*** Opening EXERCISE DATA ***
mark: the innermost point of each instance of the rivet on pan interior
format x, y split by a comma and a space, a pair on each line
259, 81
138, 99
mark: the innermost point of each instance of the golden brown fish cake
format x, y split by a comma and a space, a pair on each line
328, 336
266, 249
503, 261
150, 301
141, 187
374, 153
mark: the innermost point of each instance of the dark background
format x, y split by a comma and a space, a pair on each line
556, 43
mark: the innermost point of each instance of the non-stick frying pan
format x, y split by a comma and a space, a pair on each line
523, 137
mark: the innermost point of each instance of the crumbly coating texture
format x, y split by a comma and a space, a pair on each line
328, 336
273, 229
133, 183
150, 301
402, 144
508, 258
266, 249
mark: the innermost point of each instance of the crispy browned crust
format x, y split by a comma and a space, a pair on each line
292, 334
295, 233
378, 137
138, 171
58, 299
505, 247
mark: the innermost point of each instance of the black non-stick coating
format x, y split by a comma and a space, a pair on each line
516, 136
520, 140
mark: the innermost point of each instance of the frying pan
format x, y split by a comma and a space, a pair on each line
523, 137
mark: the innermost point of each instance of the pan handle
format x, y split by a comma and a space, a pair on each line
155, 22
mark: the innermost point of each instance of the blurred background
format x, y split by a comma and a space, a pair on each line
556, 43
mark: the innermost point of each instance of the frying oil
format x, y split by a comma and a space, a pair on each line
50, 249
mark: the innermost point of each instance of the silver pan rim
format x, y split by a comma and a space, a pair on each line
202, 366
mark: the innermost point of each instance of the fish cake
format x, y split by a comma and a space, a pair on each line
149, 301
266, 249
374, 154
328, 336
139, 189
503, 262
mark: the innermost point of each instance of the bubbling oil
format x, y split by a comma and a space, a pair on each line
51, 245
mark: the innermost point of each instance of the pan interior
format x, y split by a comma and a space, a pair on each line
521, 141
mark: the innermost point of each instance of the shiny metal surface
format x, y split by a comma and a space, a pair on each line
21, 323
*** Closing EXERCISE DATA ***
▶ _PROBLEM TO SOLVE_
Copy out all of the lines above exactly.

▶ _EXERCISE SOLUTION_
mark: the innermost point of each instance of the rivet on pan interior
format x, y split by a comma and a space, a pair on each line
259, 81
138, 99
mark: the innermost point of each instance of the golden brown fish cake
format x, y split by a comma and a space, a pair on each line
328, 336
266, 249
503, 261
150, 301
141, 187
374, 153
mark: the innermost point of each instance of the dark background
format x, y split by a comma and a space, a pair on each line
556, 43
mark: the innermost point of each instance of the non-stick frying pan
format x, y split by a comma and a space, a pair on each line
523, 137
mark: the innermost point of each instance of the crumbly coating texture
format x, y split by a comma and a space, a pair on each line
328, 336
273, 229
133, 183
150, 301
402, 144
508, 258
266, 249
mark: the innermost point of each instance of the crispy browned crust
format x, y split by a comma and a space, a pair on each line
292, 334
295, 233
378, 137
138, 171
58, 299
505, 247
mark: the innermost point of each instance of the black non-stick coating
format x, y split by a comma and a space, a pair on each line
516, 136
520, 140
mark: the innermost point of each instance of the frying pan
format x, y split by a comma and a space, a pair on each line
523, 137
mark: the innermost point of each instance of the pan handle
format x, y split by a comma and a space, a pair on each line
155, 22
mark: the innermost point of each instance of the blurred background
format x, y split by a comma and a space, a pair on each line
556, 43
mark: the innermost point of each instance of the frying oil
format x, y split by a comma and a space, a pair on each line
50, 249
mark: the innermost point of each instance of the silver pan rim
format x, y split by a comma and a space, a pair on each line
202, 366
mark: the innermost point of each instance of the fish cake
format x, y split by a comma and a space, a pair on each line
149, 301
266, 249
374, 154
328, 336
139, 189
503, 262
mark: the innermost point of each instance of the bubbling oil
format x, y split by a comma and a space, a pair on each line
51, 245
mark: the innermost point of each instance of the pan interior
format x, y split by a comma and a space, a pair on each line
521, 141
mark: the innermost point of each instance of the shiny metal surface
format x, y split by a comma and a space, a pair on each line
21, 323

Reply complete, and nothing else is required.